Copy the Linux desktop excerpt from "I haven't tried" to "OS I've tried.)", substituting "distributions" for "distros".

● Selected excerpt:

▼

It works with the Wifi chip, speakers are too quiet (?), suspend/power is fine
(yay!), graphics seem to work. Overall a very near miss.

------
nycticorax
I feel like the Elementary folks have a lot of the right ideas about how to
build a desktop OS and a third-party software ecosystem around it. (In
particular: They have a HIG, and seem to make an effort to make their platform
appealing for developers.) But it sounds like they struggle with execution in
some ways:

[https://www.dedoimedo.com/computers/elementary-0-4-loki-
agai...](https://www.dedoimedo.com/computers/elementary-0-4-loki-again.html)

I haven't tried Elementary, but I've tried a lot of distros, and I always come
back to Ubuntu because it comes the closest to just working. (It doesn't do as
well as MacOS or Windows in the 'just working' department, in my experience
(let the flames begin!), but it does pretty well, and better than any other
Linux-based OS I've tried.)

And although reliable statistics seem to be hard to come by, my impression is
that Ubuntu is the most popular Linux-based desktop OS by a pretty wide
margin.

▲

● Data segment:

▼

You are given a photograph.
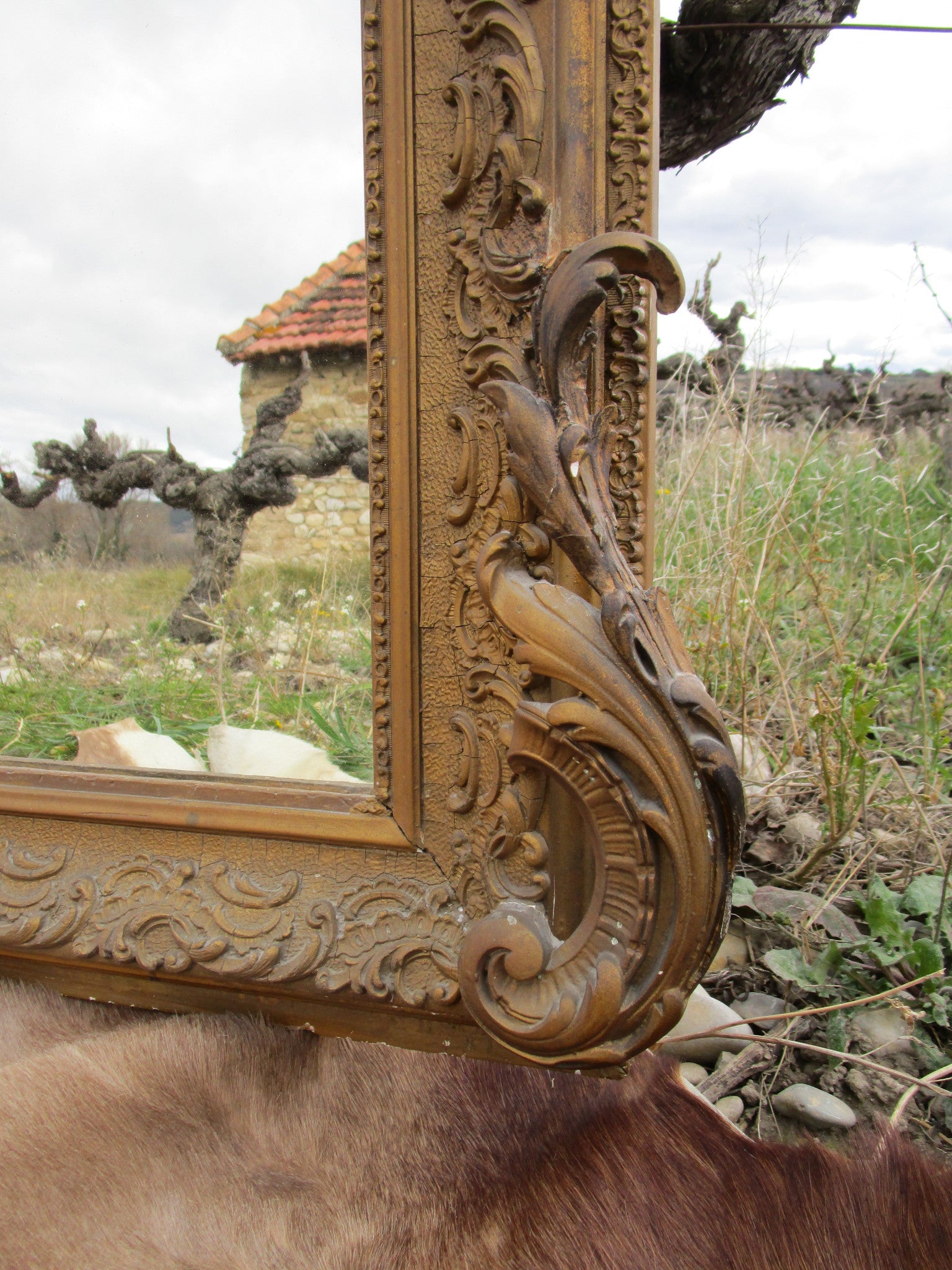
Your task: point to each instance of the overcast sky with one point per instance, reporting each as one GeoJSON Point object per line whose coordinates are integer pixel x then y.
{"type": "Point", "coordinates": [169, 168]}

▲

● Expected answer:
I haven't tried Elementary, but I've tried a lot of distributions, and I always come
back to Ubuntu because it comes the closest to just working. (It doesn't do as
well as MacOS or Windows in the 'just working' department, in my experience
(let the flames begin!), but it does pretty well, and better than any other
Linux-based OS I've tried.)